▶ _EXERCISE PASSAGE_:

Special Issue Information

Dear Colleagues,

The field of fractional-order neural networks refers to research that incorporates the concepts of fractional calculus into the related theory and application of neural networks. It is introduced to accurately describe the physical process and system state with heredity and memorability. With the in-depth study of fractional-order neural network models and dynamics analysis (e.g., stability, synchronization, bifurcation), more control methods and control techniques are applied to these systems, which will enrich the theoretical system of fractional-order neural networks. Additionally, fractional-order neural networks have infinite memory properties, which can further improve the design, characterization, and control capabilities of network models for many practical problems. These concepts have great application prospects and research value in biological nervous systems, circuit design and simulation, artificial intelligence, and other fields.

▶ _WHAT TO PRODUCE_: How might the call for papers on fractional-order neural networks go on after its final sentence? Write its next few sentences.

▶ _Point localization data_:

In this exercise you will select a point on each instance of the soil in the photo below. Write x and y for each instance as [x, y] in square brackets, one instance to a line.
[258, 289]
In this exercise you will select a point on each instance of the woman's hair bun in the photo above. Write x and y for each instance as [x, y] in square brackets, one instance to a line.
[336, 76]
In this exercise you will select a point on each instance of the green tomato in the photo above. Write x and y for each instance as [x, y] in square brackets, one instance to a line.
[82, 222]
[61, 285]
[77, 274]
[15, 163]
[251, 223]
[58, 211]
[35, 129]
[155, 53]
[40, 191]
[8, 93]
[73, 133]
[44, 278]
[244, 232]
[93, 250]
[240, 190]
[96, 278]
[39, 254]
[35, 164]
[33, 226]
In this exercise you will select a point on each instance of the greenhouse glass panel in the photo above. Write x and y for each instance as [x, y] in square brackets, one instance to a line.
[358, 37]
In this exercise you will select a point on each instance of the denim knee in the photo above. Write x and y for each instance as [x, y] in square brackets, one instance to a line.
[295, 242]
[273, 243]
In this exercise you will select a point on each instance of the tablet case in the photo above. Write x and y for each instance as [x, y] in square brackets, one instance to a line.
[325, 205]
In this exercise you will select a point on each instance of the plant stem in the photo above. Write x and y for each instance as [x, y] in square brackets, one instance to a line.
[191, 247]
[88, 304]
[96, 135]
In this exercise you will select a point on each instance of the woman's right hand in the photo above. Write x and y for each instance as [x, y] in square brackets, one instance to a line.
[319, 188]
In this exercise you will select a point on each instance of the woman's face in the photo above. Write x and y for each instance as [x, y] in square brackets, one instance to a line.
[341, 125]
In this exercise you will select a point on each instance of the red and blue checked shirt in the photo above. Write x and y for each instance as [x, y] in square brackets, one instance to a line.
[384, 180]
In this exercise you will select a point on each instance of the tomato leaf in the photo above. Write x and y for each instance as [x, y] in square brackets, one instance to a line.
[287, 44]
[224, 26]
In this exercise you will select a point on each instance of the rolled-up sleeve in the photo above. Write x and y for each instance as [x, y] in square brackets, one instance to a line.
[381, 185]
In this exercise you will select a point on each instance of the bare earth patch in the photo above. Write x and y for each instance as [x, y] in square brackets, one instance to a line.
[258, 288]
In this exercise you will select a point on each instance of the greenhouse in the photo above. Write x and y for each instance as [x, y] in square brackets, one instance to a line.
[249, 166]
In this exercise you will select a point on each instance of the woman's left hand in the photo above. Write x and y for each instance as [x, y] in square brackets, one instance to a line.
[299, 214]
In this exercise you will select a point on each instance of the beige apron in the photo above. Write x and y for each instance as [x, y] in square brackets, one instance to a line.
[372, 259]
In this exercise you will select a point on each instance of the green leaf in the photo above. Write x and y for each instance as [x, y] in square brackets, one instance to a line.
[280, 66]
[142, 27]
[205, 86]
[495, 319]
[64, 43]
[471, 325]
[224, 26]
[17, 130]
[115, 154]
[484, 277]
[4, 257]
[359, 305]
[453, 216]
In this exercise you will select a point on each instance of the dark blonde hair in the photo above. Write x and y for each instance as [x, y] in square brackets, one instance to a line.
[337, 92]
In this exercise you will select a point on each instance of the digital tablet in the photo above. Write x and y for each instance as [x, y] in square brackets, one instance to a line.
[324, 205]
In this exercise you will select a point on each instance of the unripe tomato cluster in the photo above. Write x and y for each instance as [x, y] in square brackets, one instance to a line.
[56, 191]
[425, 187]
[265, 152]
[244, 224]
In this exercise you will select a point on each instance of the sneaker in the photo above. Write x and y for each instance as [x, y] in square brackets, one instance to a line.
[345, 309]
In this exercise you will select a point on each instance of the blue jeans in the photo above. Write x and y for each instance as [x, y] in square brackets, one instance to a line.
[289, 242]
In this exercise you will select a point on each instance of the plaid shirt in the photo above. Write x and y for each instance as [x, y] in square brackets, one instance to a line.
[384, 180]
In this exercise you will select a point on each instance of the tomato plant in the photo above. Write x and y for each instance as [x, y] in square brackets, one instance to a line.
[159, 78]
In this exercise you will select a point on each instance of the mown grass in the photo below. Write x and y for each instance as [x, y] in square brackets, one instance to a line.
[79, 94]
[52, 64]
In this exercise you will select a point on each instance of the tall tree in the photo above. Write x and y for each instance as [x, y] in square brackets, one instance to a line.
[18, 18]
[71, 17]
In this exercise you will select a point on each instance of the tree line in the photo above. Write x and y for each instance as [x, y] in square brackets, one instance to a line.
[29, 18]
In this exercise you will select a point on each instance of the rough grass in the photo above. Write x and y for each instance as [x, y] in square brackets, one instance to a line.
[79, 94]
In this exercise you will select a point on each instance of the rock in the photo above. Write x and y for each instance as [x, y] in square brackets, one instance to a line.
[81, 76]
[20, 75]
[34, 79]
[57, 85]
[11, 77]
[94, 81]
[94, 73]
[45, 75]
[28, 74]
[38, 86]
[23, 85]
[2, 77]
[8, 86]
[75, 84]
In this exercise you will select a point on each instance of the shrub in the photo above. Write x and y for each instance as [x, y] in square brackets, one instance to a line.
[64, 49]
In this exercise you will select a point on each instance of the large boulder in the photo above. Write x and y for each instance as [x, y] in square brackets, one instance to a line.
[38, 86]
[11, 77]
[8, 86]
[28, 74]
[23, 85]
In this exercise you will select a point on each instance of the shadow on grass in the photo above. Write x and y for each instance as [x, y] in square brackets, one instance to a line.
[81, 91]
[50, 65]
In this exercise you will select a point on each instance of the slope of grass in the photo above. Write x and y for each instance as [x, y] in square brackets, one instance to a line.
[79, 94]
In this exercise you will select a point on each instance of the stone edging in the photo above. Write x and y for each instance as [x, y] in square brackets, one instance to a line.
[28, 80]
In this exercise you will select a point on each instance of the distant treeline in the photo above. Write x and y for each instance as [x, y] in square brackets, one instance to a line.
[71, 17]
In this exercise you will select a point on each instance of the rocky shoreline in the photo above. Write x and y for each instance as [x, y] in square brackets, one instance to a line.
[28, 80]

▶ _FINAL ANSWER_:
The focus of this Special Issue is to continue to advance research on topics relating to the theory, control, design, and application of fractional-order neural networks. Topics that are invited for submission include (but are not limited to):

  • Fractional-order neural network model;
  • Dynamic analysis and control of fractional-order neural networks;
  • Circuit design and simulation of fractional-order neural networks;
  • Applications of fractional-order neural networks for biology and biomedicine;
  • Applications of fractional-order circuit models for artificial intelligence.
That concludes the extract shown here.